Aim: Extract the listing lines starting with the line containing "the white background" and going on through the line containing "x=242 y=103", both included, and reproduce them verbatim with nothing else.
★ ★ ★
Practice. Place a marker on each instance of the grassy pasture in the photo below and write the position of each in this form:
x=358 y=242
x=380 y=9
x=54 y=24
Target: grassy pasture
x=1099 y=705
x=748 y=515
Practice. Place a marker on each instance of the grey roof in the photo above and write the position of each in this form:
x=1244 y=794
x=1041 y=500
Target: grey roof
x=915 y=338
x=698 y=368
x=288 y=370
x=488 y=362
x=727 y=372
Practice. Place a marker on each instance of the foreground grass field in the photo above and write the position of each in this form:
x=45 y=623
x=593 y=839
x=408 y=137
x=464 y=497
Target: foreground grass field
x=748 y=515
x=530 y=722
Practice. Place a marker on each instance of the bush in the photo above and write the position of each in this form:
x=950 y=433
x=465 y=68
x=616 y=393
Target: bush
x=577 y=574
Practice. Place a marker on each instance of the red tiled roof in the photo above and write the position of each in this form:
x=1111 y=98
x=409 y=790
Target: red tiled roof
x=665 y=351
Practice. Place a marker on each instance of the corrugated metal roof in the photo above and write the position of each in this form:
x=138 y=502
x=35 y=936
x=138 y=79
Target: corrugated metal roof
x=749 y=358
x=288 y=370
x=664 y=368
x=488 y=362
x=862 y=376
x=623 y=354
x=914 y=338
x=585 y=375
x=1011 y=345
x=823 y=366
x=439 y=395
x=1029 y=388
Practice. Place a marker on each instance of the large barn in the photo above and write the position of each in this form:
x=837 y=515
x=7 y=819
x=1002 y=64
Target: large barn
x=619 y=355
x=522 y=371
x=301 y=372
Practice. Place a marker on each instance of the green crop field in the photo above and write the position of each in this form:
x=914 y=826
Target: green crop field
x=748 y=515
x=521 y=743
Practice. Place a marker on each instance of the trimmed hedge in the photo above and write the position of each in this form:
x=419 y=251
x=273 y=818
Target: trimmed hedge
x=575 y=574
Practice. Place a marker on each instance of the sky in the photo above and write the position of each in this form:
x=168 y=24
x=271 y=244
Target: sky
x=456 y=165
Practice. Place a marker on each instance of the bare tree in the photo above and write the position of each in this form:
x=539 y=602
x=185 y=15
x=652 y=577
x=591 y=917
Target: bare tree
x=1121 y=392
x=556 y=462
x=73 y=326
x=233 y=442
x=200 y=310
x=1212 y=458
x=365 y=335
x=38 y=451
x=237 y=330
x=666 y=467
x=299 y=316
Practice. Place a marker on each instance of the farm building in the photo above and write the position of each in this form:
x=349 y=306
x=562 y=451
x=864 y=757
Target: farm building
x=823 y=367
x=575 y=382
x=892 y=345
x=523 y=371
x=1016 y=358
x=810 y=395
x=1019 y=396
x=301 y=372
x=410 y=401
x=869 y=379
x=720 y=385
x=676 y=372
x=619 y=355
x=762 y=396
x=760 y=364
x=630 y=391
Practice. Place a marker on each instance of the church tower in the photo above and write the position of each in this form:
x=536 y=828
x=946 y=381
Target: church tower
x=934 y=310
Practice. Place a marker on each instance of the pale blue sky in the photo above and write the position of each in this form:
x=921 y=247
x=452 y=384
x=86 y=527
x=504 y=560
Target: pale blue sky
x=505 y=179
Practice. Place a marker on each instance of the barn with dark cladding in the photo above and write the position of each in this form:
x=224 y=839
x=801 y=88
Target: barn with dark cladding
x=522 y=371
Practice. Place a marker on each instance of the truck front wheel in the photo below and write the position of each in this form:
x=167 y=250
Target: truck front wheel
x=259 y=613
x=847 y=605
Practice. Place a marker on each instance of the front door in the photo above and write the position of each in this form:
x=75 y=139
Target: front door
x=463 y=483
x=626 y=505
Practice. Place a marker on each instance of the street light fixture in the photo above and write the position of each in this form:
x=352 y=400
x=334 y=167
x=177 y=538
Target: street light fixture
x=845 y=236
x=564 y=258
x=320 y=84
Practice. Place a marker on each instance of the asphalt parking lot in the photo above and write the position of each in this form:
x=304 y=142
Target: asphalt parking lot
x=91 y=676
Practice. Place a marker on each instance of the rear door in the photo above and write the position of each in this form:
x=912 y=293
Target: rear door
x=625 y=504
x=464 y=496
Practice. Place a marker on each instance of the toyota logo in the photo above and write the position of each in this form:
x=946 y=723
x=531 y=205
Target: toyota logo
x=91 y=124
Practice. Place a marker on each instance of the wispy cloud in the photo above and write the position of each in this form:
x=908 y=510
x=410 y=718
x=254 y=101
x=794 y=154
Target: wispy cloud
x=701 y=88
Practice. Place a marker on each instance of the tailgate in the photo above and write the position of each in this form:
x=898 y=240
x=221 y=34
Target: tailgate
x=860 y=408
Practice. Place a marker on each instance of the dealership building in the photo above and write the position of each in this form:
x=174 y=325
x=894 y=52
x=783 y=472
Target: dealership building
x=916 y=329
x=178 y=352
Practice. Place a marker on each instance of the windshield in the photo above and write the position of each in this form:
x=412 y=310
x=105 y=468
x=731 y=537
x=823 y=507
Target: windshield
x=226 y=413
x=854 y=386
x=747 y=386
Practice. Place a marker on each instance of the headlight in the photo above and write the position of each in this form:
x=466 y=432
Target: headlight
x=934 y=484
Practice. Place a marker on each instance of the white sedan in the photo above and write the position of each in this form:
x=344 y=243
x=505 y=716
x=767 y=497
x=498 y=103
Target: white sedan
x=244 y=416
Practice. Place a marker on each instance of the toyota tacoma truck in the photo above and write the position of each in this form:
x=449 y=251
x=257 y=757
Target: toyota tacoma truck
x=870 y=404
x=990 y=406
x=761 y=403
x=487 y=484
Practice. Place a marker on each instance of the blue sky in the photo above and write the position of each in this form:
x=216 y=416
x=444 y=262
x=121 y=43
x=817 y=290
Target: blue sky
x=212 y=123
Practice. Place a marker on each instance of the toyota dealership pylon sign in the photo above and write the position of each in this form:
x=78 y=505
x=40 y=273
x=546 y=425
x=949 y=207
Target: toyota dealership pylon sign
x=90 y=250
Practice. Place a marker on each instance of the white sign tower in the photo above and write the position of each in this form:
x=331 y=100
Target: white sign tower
★ ★ ★
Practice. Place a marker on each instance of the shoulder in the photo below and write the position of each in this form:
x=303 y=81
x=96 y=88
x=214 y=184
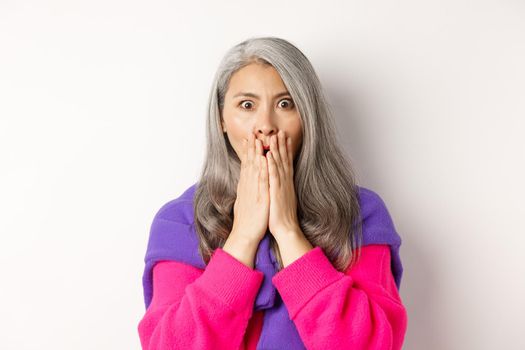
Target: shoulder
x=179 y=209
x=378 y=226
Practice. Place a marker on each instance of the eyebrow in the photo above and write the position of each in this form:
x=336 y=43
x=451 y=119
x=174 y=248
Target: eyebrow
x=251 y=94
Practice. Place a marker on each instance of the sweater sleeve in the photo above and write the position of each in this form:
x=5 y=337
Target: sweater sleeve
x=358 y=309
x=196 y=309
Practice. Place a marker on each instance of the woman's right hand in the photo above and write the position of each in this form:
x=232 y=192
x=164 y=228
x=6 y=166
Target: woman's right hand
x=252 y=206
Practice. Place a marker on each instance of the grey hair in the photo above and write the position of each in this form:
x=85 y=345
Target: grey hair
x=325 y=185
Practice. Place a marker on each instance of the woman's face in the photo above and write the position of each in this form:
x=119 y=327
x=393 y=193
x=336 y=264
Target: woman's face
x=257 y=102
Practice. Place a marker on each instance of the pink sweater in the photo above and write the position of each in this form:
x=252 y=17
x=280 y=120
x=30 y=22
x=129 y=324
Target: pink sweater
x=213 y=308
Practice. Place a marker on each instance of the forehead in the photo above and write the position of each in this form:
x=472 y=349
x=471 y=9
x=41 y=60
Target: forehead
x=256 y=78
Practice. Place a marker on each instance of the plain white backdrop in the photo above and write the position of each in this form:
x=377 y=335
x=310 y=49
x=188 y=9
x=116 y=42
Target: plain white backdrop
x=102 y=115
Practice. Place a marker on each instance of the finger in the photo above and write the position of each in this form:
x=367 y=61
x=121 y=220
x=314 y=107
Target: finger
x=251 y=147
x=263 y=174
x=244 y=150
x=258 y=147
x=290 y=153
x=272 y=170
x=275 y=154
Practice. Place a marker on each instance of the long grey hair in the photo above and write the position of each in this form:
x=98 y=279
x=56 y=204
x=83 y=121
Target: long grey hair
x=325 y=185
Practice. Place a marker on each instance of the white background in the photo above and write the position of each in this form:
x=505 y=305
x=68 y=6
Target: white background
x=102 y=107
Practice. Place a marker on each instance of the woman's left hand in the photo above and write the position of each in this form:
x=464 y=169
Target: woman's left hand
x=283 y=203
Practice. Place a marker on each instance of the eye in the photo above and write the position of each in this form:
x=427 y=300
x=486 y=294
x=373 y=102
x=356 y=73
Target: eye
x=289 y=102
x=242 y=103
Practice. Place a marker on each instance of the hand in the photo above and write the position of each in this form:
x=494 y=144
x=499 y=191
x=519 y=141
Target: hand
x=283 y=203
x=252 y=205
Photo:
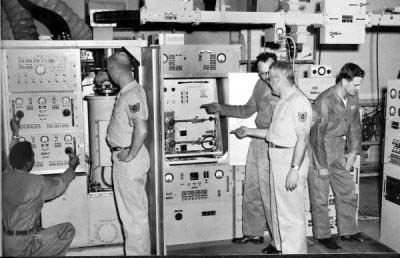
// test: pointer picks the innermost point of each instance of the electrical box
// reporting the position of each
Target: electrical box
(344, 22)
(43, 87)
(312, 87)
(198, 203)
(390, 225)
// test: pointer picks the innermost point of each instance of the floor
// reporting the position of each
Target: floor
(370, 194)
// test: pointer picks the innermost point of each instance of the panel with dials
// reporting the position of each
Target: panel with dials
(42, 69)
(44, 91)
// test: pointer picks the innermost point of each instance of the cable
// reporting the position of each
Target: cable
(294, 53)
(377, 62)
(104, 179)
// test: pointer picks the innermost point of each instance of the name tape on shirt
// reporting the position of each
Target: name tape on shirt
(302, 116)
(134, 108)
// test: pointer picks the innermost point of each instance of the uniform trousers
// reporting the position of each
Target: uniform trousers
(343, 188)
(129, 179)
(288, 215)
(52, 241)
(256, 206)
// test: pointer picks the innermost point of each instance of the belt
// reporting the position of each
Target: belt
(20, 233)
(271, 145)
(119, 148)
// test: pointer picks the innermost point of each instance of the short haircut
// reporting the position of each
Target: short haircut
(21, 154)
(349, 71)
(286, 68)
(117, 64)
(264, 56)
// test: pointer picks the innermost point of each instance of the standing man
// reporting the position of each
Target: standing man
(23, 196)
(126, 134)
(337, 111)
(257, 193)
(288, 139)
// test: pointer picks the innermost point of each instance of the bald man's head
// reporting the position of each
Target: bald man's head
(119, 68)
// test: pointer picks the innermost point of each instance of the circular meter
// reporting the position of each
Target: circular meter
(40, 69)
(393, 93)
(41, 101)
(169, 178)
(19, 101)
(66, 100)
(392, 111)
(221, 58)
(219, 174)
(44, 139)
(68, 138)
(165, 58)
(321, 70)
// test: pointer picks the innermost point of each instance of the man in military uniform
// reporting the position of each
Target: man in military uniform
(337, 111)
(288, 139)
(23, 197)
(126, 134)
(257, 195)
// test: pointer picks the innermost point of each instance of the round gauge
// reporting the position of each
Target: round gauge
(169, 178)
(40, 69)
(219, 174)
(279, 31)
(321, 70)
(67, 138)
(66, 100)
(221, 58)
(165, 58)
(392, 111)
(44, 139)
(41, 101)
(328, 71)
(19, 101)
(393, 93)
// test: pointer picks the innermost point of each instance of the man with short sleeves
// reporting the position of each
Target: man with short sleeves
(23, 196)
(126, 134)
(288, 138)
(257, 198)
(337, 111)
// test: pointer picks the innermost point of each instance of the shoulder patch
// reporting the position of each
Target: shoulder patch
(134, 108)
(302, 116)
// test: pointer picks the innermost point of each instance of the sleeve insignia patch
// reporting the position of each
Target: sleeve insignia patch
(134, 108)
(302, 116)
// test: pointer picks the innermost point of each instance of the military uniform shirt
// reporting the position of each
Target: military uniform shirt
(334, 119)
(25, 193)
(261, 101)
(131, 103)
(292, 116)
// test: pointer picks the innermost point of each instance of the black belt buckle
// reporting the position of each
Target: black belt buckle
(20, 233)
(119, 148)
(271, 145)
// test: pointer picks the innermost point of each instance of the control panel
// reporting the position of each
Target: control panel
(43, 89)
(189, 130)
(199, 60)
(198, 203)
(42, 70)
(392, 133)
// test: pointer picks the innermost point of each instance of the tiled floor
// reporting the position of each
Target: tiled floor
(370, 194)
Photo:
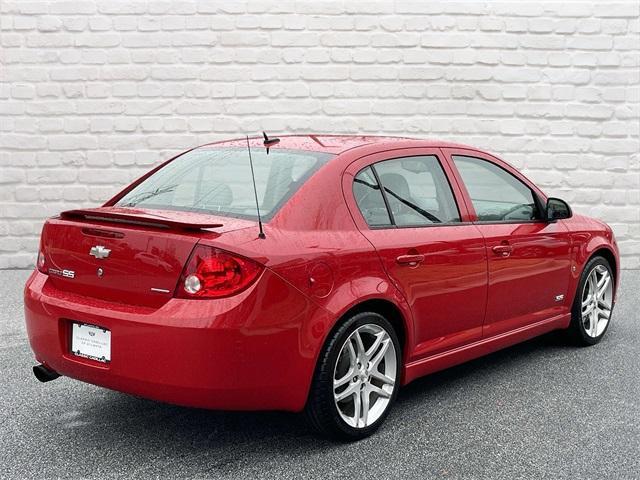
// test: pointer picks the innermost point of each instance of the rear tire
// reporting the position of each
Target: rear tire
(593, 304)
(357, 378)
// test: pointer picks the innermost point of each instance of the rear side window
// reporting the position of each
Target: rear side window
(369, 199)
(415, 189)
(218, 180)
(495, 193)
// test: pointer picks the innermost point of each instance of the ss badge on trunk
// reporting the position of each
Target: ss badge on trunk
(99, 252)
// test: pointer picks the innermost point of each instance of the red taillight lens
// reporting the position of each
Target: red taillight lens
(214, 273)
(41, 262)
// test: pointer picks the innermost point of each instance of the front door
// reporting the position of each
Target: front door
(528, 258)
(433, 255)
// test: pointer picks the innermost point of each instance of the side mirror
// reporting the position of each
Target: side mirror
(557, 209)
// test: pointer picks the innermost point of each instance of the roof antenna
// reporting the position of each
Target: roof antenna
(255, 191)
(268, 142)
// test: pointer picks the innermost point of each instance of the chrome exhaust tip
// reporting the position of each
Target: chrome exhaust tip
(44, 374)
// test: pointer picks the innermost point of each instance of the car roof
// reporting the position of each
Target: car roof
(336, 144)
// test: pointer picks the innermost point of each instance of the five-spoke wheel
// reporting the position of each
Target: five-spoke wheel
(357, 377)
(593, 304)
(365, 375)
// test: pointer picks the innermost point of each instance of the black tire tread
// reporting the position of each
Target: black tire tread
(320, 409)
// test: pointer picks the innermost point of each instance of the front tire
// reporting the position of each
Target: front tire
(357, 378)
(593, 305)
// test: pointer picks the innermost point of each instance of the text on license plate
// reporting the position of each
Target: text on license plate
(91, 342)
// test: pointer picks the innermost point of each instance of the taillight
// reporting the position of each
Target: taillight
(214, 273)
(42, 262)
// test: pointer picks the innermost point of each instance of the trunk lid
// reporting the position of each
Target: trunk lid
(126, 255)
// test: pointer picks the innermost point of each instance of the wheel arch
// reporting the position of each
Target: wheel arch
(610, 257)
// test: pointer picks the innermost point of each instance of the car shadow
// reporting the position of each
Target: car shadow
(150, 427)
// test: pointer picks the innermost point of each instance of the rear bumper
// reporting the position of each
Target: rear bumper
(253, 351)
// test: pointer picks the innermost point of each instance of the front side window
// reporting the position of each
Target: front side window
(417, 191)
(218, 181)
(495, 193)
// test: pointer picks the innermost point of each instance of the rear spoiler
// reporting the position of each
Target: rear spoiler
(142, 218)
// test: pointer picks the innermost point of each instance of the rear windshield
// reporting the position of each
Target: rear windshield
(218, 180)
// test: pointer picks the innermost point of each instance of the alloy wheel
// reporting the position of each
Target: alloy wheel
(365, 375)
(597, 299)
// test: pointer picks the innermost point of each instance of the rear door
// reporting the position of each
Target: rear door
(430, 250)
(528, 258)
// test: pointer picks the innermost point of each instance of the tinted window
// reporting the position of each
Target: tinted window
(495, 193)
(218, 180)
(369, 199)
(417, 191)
★ ★ ★
Solution for this task:
Practice. Place a marker on each instance of the white background in the photo above and write the position of each in this form:
x=505 y=305
x=68 y=6
Target: white background
x=102 y=107
Practice. Place a marker on each instance of the woman's left hand in the photo above and write the position of each in this form:
x=464 y=169
Target: woman's left hand
x=283 y=203
Practice. Place a marker on each instance of the eye in the photo above and write the position of each in this form:
x=427 y=300
x=486 y=294
x=373 y=102
x=356 y=73
Target: eye
x=289 y=102
x=242 y=103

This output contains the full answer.